Passage:
_ _ _ _ _ _ _

Scheduling threads
Every thread has a thread priority assigned to it. Threads created within the common language runtime are initially assigned the priority of ThreadPriority.Normal. Threads created outside the runtime retain the priority they had before they entered the managed environment. You can get or set the priority of any thread with the Thread.Priority property.
Threads are scheduled for execution based on their priority. Even though threads are executing within the runtime, all threads are assigned processor time slices by the operating system. The details of the scheduling algorithm used to determine the order in which threads are executed vary with each operating system. Under some operating systems, the thread with the highest priority (of those threads that can be executed) is always scheduled to run first. If multiple threads with the same priority are all available, the scheduler cycles through the threads at that priority, giving each thread a fixed time slice in which to execute. As long as a thread with a higher priority is available to run, lower priority threads do not get to execute. When there are no more runnable threads at a given priority, the scheduler moves to the next lower priority and schedules the threads at that priority for execution. If a higher priority thread becomes runnable, the lower priority thread is preempted and the higher priority thread is allowed to execute once again. On top of all that, the operating system can also adjust thread priorities dynamically as an application's user interface is moved between foreground and background. Other operating systems might choose to use a different scheduling algorithm.

_ _ _ _ _ _ _

Provided data:
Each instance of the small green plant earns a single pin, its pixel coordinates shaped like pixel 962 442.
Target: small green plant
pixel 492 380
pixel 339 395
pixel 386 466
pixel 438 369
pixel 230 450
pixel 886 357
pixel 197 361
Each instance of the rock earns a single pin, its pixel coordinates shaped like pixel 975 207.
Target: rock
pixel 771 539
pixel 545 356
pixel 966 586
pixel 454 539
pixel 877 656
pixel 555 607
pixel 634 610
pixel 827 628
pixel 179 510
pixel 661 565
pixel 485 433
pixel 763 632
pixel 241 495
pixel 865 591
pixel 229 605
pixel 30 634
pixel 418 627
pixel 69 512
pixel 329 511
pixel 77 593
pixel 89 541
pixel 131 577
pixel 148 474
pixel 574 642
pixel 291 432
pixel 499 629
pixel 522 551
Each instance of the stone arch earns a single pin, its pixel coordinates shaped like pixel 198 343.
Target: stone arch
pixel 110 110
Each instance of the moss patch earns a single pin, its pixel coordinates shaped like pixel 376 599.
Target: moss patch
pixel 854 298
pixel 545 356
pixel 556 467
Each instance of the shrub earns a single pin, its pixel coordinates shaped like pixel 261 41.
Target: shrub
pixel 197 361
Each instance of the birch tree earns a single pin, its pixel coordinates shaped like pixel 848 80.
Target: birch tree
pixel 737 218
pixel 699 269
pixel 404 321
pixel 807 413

_ _ _ _ _ _ _

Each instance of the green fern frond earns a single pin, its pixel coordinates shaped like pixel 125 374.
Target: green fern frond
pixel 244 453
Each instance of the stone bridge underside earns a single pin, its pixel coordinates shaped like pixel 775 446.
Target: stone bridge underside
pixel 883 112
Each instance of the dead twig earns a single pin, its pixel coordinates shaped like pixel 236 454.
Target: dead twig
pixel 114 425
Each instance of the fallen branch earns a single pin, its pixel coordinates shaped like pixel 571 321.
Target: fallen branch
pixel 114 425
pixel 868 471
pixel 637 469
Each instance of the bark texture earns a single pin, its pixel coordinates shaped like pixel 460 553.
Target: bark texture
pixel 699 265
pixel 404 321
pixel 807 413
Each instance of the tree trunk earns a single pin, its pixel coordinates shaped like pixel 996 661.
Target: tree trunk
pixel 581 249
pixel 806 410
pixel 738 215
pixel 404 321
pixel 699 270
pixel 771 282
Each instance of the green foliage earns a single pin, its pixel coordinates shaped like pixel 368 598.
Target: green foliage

_ _ _ _ _ _ _

Tasks for this exercise:
1) Switch "managed environment" to "hosted environment" in the thread scheduling passage, then give the stretch from "Scheduling threads" through "the Thread.Priority property." again with that change.
2) Collect every row above that contains the string "underside", copying each such row in full.

Task responses:
1)
Scheduling threads
Every thread has a thread priority assigned to it. Threads created within the common language runtime are initially assigned the priority of ThreadPriority.Normal. Threads created outside the runtime retain the priority they had before they entered the hosted environment. You can get or set the priority of any thread with the Thread.Priority property.

2)
Each instance of the stone bridge underside earns a single pin, its pixel coordinates shaped like pixel 775 446.
Target: stone bridge underside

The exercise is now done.